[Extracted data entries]
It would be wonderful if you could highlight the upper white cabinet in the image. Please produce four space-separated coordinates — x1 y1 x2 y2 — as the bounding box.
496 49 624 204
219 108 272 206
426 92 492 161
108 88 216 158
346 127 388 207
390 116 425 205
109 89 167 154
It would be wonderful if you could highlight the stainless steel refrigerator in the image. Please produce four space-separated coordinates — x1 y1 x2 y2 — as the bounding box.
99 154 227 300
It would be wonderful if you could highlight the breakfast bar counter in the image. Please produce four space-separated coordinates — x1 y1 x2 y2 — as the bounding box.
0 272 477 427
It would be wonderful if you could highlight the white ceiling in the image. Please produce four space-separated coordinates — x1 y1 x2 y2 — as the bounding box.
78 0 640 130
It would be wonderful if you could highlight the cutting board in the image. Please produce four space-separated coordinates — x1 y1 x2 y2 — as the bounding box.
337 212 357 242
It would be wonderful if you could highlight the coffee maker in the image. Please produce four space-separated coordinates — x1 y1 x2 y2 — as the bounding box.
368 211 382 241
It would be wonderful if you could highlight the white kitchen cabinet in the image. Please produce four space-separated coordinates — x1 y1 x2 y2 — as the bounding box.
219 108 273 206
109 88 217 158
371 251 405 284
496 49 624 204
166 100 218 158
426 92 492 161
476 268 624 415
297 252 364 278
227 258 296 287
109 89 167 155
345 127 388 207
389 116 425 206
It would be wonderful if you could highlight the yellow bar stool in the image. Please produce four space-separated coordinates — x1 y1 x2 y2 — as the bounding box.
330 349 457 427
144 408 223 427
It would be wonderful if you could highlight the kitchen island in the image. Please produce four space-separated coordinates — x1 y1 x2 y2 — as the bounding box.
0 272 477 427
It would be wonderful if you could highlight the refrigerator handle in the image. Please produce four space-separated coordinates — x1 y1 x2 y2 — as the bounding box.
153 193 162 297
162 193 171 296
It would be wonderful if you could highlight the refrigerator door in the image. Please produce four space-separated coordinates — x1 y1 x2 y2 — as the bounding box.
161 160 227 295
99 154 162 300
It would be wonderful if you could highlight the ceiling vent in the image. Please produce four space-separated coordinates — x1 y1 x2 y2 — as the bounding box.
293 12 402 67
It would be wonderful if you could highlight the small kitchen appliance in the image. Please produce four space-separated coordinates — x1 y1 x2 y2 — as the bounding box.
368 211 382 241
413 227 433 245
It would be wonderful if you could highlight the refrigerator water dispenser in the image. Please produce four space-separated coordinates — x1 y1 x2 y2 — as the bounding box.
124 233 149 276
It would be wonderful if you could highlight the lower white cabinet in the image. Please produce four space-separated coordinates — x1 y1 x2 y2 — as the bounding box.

--- Problem statement ---
Each entry above should be written again exactly.

--- Final answer ---
It would be wonderful if you could highlight the upper white cabinet in the image. Please produce four space-separated coordinates — x1 y1 x2 y2 — as the bounding box.
496 49 624 204
219 108 272 206
426 92 492 161
108 88 216 158
346 127 388 207
390 116 425 205
109 89 167 154
It would be wonderful if you could highlight the stainless steel refrigerator in the image. Please produce four space-separated coordinates — x1 y1 x2 y2 — as the bounding box.
99 154 227 300
It would be wonderful if you could highlight the breakfast bar counter in the image. Please produce four space-separated coordinates — x1 y1 x2 y2 — as the bounding box.
0 272 477 427
It would be wonderful if you could highlight the white ceiling in the image. Please produce four space-separated coordinates — x1 y1 x2 y2 — as the bounding box.
78 0 640 130
It would be wonderful if you could highlight the cutting board in the image. Please produce four space-separated coordinates — x1 y1 x2 y2 — as the bounding box.
337 212 357 242
It would be wonderful if you could highlight the coffee maker in the image. Please produce four space-separated coordinates — x1 y1 x2 y2 — as the bounding box.
368 211 382 241
It would be wonderful if you could highlight the white kitchen cabinet in the image. Please produce four space-separated coordinates — x1 y1 x2 y2 — as the bounding box.
219 108 273 206
109 88 217 158
371 251 405 284
496 49 624 204
166 100 218 158
426 92 492 161
476 268 624 415
297 252 364 278
227 258 296 287
109 89 167 155
345 127 388 207
389 116 425 206
It would be wonderful if you could highlight the yellow bar stool in the image. Please produce four space-separated coordinates — x1 y1 x2 y2 — as the bounding box.
330 349 457 427
144 408 223 427
It would be wonderful if you could highlight the kitchen island in the image. Please produce four space-separated coordinates — x1 y1 x2 y2 — as the bounding box.
0 272 477 427
It would be wonderful if you could highlight the refrigerator handle in the image. Please produce four space-separated coordinates — x1 y1 x2 y2 — as the bounding box.
153 193 162 297
162 193 171 296
It would be wonderful if you could highlight the refrigerator door in the image. Please produce four space-separated coordinates — x1 y1 x2 y2 — as the bounding box.
161 160 227 295
99 154 162 300
It would be wonderful if you could highlight the ceiling vent in the image. Please produce four space-separated coordinates — x1 y1 x2 y2 — as the bounding box.
293 12 402 67
It would be wonderful if you could highlight the small kitchen appliance in the image. Please produce four space-separated coordinates — x1 y1 x2 y2 — as the bounding box.
368 211 382 241
413 227 433 245
It would be wonderful if you could highlight the refrigerator water dispenser in the image. Please produce four space-separated coordinates — x1 y1 x2 y2 — as the bounding box.
124 233 149 276
It would be wonderful if you could highlight the lower white cabinet in the image. Please produce four space-separated coordinates — x1 y1 x2 y2 — as the bounding box.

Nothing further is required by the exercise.